* [Required task] Pick out every line of the records that contains the string "window" and copy each one. Matching is case-sensitive.

** start **

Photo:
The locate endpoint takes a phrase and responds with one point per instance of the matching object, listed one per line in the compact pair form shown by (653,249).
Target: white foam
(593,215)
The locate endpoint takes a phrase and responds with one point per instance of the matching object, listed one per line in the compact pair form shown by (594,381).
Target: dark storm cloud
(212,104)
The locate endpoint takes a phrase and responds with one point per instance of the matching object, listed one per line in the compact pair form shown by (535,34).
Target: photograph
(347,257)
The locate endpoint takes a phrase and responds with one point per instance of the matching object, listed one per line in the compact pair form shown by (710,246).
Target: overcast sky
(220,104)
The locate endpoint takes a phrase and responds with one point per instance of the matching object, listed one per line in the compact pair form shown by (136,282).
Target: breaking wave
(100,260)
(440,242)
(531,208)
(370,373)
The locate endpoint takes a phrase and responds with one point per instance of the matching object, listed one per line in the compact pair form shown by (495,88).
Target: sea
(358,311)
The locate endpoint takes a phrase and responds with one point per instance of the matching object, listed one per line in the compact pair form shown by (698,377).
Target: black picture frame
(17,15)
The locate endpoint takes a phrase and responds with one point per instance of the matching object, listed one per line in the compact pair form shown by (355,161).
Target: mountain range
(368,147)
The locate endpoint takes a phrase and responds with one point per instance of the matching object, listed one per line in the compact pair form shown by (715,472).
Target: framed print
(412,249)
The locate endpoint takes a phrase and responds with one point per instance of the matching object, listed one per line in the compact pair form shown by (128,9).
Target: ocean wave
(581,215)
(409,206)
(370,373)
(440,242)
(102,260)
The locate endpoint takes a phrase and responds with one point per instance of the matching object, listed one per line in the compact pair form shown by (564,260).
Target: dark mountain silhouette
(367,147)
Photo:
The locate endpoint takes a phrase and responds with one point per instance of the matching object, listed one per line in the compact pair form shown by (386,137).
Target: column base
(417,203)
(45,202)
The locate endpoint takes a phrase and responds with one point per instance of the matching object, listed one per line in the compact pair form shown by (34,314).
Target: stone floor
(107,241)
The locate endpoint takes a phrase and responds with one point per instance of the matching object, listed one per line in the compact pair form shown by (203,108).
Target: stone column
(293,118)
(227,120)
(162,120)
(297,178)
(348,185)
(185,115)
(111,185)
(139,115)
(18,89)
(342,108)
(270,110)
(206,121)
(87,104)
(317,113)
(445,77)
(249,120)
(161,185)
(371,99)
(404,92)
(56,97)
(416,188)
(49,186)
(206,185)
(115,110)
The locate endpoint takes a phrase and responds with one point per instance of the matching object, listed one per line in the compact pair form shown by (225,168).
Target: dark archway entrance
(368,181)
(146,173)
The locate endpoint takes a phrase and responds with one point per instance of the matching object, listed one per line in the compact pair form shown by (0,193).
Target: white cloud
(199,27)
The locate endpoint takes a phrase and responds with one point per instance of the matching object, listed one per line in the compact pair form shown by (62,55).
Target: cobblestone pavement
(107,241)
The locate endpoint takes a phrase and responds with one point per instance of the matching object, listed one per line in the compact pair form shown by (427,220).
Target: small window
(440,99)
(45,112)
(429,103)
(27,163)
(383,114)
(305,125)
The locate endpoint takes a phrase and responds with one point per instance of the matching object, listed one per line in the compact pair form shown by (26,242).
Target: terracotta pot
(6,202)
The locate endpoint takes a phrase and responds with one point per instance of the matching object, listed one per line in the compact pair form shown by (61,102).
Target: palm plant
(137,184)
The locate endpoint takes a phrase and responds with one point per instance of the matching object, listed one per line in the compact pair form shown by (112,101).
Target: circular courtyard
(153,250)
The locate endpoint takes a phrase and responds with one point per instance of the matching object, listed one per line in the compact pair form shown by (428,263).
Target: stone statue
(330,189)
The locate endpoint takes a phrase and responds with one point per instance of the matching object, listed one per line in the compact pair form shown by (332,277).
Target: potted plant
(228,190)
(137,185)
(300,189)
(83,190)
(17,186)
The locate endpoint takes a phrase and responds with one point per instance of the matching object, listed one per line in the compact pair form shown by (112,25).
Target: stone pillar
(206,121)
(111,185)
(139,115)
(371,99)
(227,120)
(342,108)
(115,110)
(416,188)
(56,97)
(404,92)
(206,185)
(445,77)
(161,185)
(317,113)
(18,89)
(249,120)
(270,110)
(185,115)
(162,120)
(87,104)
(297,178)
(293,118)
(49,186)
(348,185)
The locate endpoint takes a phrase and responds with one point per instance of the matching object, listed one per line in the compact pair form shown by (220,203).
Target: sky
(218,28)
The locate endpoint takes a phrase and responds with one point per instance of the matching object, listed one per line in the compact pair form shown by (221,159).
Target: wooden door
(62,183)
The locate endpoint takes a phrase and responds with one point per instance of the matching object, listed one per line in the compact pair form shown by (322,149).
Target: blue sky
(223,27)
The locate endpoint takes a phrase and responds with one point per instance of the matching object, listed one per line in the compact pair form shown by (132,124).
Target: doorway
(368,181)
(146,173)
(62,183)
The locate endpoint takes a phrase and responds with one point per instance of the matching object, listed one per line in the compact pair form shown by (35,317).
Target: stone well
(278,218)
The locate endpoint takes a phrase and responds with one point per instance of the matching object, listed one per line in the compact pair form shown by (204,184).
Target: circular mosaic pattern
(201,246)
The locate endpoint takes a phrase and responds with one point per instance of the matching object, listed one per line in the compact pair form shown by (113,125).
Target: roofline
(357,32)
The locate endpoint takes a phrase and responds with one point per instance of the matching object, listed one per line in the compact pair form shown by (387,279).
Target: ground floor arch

** end **
** start **

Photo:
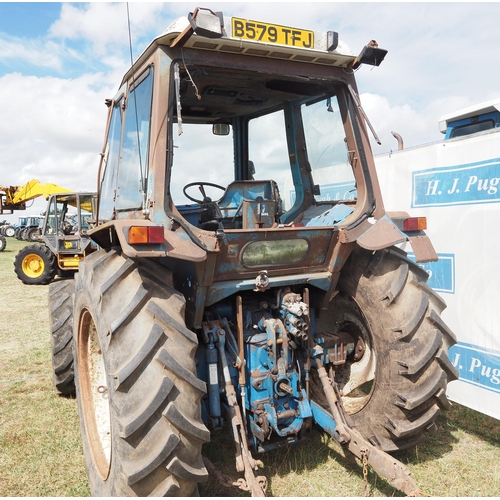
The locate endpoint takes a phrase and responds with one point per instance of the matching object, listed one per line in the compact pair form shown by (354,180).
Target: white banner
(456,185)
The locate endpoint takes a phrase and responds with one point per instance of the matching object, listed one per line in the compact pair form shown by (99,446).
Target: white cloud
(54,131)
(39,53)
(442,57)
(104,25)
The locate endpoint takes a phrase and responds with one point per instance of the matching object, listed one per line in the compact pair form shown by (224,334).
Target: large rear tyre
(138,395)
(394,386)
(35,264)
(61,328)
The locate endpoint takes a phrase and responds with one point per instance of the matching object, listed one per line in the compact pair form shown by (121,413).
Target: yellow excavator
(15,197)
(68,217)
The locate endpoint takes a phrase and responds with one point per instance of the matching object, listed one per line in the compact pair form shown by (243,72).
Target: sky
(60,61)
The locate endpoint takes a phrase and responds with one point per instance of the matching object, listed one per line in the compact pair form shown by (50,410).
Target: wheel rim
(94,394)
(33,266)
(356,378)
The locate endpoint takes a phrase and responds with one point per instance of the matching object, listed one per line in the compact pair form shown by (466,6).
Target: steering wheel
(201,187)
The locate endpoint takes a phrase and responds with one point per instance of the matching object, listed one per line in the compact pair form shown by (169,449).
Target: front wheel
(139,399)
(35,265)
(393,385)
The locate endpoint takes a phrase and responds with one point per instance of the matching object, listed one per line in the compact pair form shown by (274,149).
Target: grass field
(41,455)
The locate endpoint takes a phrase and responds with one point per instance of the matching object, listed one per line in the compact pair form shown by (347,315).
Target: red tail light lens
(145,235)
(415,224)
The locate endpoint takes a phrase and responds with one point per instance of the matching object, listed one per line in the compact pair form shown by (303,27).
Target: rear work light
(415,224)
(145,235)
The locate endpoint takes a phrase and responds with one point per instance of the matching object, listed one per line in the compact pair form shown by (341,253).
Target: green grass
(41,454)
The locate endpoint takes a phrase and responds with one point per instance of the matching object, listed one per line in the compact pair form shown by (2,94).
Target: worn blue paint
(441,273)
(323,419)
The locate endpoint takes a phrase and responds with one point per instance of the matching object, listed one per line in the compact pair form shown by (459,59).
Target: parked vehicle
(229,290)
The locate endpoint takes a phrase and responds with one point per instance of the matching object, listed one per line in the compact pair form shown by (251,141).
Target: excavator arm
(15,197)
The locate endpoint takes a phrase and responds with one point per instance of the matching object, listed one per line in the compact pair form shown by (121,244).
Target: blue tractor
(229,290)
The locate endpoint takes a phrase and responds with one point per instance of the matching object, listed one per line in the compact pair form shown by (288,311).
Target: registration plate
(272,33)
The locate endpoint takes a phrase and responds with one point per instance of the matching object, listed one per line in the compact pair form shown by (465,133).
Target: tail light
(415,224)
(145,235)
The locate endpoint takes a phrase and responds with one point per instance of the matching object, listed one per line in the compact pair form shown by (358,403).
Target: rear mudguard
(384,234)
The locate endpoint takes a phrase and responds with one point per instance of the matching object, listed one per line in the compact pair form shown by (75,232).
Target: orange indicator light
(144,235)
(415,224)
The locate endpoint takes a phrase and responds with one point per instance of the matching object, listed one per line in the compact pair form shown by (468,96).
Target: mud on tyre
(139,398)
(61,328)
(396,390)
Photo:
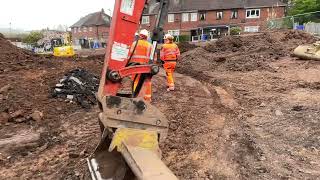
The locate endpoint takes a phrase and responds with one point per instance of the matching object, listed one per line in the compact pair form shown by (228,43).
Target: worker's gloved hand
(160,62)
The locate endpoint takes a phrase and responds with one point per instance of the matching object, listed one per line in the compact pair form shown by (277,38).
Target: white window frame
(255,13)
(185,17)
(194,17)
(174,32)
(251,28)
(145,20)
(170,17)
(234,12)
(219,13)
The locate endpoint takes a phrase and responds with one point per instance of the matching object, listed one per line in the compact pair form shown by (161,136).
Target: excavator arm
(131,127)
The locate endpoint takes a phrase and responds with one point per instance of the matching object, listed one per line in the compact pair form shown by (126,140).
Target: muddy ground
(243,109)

** end **

* [Result of the task]
Target: small window
Target: white window frame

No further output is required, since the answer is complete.